Multiletramentos e a “leitura” de mídias

Para fazer uso adequado dos artefatos multimídias é necessária uma habilidade denominada multiletramentos que, na concepção de Roxane Rojo (2012), é a capacidade e a prática de compreender e produzir textos compostos por muitas linguagens (ou modos, ou semioses) e, portanto, chamados de textos multimodais ou multissemióticos. Esse conceito advém da noção de letramento que, por sua vez, é uma ampliação da alfabetização. Enquanto esta é uma habilidade de decodificação, aquele é a ampliação desse e busca sentido no que há além do simples decodificar. Do mero ato de juntar letras e formar palavras a entender o sentido que elas carregam – ou escondem – chega-se hoje à necessidade de saber “ler” imagens, vídeos, sons, o que constitui a habilidade de multiletramentos. Assim, ele acontece quando a decodificação é feita, não apenas no nível do texto, mas das imagens, do som, entre outros.

Mas a noção de multiletramentos é ainda mais que isso, de acordo com a autora supracitada, pois prevê a dimensão cultural da pessoa que tem contato com esses diferentes artefatos multimídias. A compreensão do que se vê, lê, escuta e a relação que se estabelece entre essas ações vai depender do conhecimento de mundo e das habilidades em lidar com esses artefatos. Dessa forma, por exemplo, no caso do Curso Corpo, saúde, sexualidades, a forma como as/os participantes compreenderam os textos, os vídeos, as músicas e as imagens utilizadas nas atividades e os diálogos entre esses artefatos – e desses com outros – dependeu do conhecimento prévio que essas pessoas tinham sobre esse material.

Nesse contexto, Roxane Rojo e Jacqueline Barbosa (2015) ressaltam as possibilidades de interação que os textos multimodais possibilitam, especialmente no contexto virtual, já que

Frente o que se segue (ou ao que é de alguma forma publicado) na rede, é possível ter diferentes níveis de resposta: algumas acessíveis diretamente a quem publica o conteúdo – curtir, comentar, redistribuir (sem comentar), redistribuir com comentário fundamentado (redistribuição crítica) etc. –; outras não tão diretamente acessíveis: publicações em outras redes ou espaços sem referências diretas às origens. Essas publicações/respostas também podem ser multimodais: podem  misturar diferentes linguagens (para além da verbal, vídeos, áudios, imagens de diferentes tipos, estáticas ou em movimento etc.). (p. 123, grifos das autoras).

A rede é exatamente aquilo que carrega sentido de multiplicidade, que propicia diferentes ações e modos de compreensão, seja por meio do relacionamento entre pessoas, tanto de forma presencial quanto a distância, seja pelo intercruzamento de artefatos multimídias. E esses recursos podem ser utilizados em conjunto, por meio dos pontos em que se intercruzam, tratando do mesmo tema ou de assuntos que dialogam entre si.

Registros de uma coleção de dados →
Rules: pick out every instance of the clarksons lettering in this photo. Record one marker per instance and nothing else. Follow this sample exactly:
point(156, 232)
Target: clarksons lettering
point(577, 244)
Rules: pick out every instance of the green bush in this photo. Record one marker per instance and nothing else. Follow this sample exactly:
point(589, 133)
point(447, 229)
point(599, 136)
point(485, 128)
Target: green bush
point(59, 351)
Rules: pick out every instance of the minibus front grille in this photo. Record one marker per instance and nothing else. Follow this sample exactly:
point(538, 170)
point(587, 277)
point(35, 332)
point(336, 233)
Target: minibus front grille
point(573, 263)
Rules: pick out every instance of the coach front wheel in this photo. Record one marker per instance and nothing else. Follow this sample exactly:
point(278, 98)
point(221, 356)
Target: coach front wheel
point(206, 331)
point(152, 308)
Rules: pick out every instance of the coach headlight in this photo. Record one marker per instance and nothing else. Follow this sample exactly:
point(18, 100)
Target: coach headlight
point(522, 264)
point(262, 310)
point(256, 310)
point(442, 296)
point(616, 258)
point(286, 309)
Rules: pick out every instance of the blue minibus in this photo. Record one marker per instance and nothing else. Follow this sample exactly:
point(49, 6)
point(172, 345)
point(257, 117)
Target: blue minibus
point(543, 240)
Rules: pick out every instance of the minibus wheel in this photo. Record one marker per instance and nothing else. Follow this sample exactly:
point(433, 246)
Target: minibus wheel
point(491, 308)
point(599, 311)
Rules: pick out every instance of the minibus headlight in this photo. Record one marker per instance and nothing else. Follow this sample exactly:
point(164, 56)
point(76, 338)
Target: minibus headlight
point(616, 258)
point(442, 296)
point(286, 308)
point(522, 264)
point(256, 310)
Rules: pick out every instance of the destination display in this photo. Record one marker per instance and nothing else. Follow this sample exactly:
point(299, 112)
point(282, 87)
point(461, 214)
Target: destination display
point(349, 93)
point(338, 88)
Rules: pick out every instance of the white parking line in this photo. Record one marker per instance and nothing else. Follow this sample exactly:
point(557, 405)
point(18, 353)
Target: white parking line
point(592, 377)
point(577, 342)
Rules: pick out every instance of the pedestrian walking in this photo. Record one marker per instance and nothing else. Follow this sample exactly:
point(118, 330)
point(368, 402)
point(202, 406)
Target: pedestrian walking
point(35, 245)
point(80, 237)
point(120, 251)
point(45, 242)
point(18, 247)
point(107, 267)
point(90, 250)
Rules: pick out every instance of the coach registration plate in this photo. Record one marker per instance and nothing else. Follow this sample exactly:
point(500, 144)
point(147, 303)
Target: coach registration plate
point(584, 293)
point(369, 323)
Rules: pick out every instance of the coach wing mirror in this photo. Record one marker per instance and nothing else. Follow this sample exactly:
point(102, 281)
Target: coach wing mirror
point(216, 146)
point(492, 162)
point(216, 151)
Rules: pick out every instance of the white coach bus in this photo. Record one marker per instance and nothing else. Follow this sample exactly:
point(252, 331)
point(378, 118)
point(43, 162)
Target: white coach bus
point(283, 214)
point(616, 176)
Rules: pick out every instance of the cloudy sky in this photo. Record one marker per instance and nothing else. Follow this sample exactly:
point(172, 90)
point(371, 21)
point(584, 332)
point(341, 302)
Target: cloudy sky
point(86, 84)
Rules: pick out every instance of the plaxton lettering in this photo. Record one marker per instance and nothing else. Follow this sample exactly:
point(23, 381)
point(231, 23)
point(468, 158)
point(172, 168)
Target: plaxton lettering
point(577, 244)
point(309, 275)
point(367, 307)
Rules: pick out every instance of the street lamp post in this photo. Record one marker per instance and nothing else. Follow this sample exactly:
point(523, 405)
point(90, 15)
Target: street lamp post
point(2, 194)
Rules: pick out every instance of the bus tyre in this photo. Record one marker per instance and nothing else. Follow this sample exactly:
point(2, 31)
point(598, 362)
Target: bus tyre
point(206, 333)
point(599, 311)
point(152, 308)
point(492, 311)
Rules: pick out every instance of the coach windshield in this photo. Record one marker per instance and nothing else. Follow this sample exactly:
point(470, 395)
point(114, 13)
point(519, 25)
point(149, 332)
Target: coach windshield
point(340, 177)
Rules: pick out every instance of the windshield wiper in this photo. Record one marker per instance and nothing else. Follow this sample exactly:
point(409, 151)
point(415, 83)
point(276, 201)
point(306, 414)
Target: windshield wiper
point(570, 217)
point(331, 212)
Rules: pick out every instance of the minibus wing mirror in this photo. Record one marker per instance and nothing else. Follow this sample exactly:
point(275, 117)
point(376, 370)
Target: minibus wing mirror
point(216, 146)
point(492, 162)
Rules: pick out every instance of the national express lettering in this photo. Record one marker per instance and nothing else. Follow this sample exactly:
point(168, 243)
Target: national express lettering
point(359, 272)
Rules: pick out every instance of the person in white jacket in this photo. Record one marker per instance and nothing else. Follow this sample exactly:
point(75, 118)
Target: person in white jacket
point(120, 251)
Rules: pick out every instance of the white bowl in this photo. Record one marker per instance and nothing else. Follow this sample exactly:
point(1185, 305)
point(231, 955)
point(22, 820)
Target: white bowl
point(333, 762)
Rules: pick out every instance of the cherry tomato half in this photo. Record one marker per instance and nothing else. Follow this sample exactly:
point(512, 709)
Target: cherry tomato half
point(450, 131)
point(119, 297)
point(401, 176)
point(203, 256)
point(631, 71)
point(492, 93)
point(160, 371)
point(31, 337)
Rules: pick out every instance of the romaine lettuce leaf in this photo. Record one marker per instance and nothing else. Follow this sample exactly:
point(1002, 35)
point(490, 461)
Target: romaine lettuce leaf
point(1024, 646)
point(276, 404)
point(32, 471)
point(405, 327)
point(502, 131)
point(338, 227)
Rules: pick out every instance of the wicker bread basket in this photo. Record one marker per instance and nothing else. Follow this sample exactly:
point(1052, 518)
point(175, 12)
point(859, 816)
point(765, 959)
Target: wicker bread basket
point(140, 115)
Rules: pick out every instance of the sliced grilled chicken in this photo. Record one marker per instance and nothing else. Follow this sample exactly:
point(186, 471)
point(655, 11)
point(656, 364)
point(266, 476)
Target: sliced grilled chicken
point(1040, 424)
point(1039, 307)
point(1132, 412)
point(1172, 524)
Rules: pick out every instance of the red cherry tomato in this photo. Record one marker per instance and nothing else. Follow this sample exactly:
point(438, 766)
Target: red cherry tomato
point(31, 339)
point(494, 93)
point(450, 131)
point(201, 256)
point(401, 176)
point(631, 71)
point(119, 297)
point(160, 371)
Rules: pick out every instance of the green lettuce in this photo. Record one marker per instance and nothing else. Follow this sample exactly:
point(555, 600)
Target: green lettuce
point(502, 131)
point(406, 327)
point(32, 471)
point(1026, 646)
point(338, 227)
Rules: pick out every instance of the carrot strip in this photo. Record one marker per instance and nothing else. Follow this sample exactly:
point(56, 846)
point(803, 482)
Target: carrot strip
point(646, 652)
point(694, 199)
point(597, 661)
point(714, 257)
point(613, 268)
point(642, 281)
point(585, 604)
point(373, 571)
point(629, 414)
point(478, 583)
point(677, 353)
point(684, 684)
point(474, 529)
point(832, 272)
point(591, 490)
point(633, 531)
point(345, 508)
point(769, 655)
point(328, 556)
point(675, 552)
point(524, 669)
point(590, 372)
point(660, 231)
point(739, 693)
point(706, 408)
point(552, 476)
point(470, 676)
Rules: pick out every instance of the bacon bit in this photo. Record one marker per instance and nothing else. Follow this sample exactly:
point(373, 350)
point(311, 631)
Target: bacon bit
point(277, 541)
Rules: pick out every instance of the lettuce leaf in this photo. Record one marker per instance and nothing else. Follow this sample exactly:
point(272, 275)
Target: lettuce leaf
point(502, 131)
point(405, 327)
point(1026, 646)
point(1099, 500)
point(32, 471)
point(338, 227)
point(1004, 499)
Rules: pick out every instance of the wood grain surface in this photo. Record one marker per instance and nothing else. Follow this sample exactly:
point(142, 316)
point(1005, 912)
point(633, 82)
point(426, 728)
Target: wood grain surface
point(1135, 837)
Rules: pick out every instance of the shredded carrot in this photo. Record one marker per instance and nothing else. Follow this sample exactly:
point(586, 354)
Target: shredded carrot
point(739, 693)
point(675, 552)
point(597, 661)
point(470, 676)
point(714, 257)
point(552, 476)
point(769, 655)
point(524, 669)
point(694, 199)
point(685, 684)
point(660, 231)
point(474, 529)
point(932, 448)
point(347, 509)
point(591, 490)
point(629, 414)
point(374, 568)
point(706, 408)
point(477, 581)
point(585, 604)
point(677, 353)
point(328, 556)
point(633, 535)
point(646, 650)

Instruções do exercício →
A: No texto sobre multiletramentos, de que dependeu a forma como as/os participantes do Curso Corpo, saúde, sexualidades compreenderam os materiais usados nas atividades?
B: Prossiga com o texto sobre multiletramentos, começando logo após a última frase apresentada.

Tarefas resolvidas →
A: Dependeu do conhecimento prévio que essas pessoas tinham sobre esse material.

B:
Sobre essa relação, Beth Brait (2013) indica que as atuais práticas de leitura requerem o letramento concomitante em linguagem verbal e em linguagem não verbal: “a dimensão visual interage constitutivamente com o verbal (ou vice-versa), acrescentando-lhe valores. Sem esse jogo não se dá a construção do objeto de conhecimento, nem dos sujeitos da construção e da recepção” (p. 62). É considerando isso que se defende a necessidade de uma formação docente que propicie ao/à futuro/a professor/a saber trabalhar com essas habilidades de leitura, já que a reflexão mobiliza possibilidades de interpretação. E, para conseguir sustentar essas possibilidades de refletir e interpretar, junto com os/as alunos/as, é necessário constituir um referencial teórico que possibilite suscitar direcionamentos de leitura dos textos, de interpretação de imagens e vídeos e das relações entre eles.

Em consonância a isso estão as ideias de Helena Maria Ferreira, Marco Antônio Villarta-Neder e Mauricéia Silva de Paula Vieira (2015), que discutem sobre como as práticas sociais interferem na relação do/a leitor/a com os múltiplos textos com os quais ele/ela tem contato. E, nesse contexto, estão as leituras em ambientes digitais, as quais podem ser de textos, imagens, vídeos, entre outros, e as relações que esses artefatos multimídias estabelecem entre si, como o que se propõe nesta pesquisa.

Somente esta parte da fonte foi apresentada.